Output only the span of lines that begins at the line containing "Would you point at the cat collar" and ends at the last line of the data, both included, exactly as they appear.

> _Records shown_:
* start *
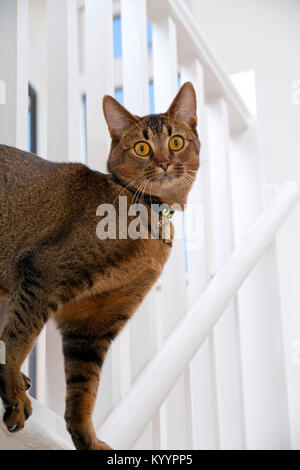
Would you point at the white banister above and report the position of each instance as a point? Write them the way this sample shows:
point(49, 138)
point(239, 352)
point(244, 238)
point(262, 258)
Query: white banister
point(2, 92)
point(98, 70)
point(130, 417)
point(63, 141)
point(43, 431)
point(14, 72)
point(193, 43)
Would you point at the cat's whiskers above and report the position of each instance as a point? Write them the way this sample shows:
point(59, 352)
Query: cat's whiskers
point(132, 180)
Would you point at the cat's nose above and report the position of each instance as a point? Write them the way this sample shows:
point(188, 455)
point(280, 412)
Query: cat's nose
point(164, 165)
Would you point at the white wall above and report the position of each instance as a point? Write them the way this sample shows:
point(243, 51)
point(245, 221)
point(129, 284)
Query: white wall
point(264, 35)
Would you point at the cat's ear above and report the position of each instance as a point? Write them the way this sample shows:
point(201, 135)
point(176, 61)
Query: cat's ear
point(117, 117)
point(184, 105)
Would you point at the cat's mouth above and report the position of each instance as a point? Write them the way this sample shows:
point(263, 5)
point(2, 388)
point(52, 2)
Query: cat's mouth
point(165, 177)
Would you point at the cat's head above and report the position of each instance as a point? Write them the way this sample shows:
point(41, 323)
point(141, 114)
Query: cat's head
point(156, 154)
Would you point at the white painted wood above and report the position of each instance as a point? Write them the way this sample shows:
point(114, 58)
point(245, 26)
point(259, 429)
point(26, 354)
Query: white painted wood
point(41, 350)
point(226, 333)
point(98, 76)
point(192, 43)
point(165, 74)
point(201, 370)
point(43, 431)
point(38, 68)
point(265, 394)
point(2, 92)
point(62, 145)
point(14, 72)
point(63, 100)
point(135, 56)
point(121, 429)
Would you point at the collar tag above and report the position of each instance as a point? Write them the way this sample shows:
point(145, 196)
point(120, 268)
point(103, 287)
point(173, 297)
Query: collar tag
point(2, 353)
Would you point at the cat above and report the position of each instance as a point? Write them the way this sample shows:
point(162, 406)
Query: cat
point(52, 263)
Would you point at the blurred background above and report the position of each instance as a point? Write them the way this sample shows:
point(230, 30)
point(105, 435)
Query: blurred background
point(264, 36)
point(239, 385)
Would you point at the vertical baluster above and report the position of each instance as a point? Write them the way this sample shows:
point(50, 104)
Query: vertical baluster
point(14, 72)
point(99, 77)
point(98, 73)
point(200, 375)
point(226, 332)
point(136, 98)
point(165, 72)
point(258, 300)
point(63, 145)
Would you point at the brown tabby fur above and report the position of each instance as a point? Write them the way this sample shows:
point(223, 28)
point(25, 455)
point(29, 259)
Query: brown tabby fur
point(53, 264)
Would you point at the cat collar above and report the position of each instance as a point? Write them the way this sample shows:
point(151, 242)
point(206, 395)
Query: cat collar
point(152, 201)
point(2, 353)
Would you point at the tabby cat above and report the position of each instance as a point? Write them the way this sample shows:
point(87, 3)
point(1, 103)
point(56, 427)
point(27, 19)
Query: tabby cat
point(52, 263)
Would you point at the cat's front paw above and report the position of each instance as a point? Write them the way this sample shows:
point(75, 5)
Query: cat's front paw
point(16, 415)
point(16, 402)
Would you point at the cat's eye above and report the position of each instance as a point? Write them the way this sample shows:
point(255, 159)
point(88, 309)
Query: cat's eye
* end *
> _Correct output_:
Would you point at the cat collar above and report the position of each instance as a point? Write them the way this sample shows:
point(151, 242)
point(206, 395)
Query: cat collar
point(152, 201)
point(2, 353)
Would you point at the tabby cat above and report the position of each instance as a point? Write them the way this sample shows:
point(87, 3)
point(1, 103)
point(56, 427)
point(27, 19)
Query: tabby cat
point(52, 263)
Would you point at the cat's front paw above and report the position of each instance as a point? Write them the way this sample shows:
point(75, 5)
Query: cat's front paw
point(16, 415)
point(16, 402)
Would you point at the cat's eye above and report the position of each instance as a point? Write them the way this sample shows:
point(255, 159)
point(88, 309)
Query: cat's eye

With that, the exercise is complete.